--- The input Enclosed Below ---

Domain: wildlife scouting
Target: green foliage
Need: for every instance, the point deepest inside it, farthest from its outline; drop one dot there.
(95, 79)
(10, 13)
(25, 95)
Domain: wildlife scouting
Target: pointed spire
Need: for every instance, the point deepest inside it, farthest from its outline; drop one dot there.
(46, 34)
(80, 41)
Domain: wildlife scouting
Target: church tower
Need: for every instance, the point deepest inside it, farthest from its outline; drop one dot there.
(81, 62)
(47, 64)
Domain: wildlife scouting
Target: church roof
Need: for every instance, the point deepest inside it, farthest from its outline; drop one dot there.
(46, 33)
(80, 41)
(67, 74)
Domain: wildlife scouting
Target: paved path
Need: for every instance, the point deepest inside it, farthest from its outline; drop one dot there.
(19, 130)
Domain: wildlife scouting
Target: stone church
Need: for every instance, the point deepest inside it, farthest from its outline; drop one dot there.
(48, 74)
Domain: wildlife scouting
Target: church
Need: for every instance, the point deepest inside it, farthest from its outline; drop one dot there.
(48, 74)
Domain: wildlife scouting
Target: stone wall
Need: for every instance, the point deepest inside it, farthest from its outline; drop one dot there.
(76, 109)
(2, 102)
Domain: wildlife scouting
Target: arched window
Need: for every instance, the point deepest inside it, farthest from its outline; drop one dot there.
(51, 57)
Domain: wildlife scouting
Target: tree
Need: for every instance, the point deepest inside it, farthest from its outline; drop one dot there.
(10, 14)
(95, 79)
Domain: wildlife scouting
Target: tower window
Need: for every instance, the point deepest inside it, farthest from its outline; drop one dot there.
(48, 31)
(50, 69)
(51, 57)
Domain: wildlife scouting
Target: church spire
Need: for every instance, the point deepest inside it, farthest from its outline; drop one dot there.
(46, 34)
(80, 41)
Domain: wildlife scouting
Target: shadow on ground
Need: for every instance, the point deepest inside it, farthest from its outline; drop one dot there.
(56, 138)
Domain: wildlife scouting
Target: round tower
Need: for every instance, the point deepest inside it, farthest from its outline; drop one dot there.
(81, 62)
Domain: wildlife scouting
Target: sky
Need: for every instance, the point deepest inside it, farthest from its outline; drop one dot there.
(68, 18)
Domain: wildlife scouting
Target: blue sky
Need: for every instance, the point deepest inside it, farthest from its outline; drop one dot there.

--- End of Enclosed The input ---
--- The input Enclosed Below ---

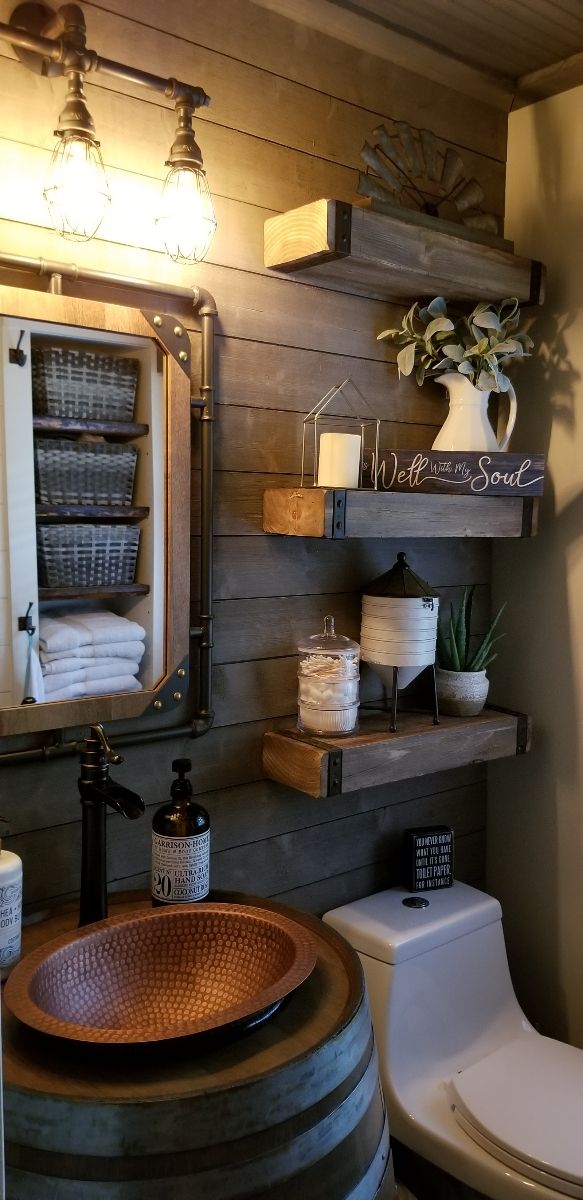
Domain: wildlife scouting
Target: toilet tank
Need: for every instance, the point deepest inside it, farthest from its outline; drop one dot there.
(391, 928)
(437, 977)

--- End of Enclosed The input ---

» **What is expected**
Note each line above that holds "church", then copy all of them.

» **Solution**
Target: church tower
Target: church roof
Target: stone church
Target: church
Target: church spire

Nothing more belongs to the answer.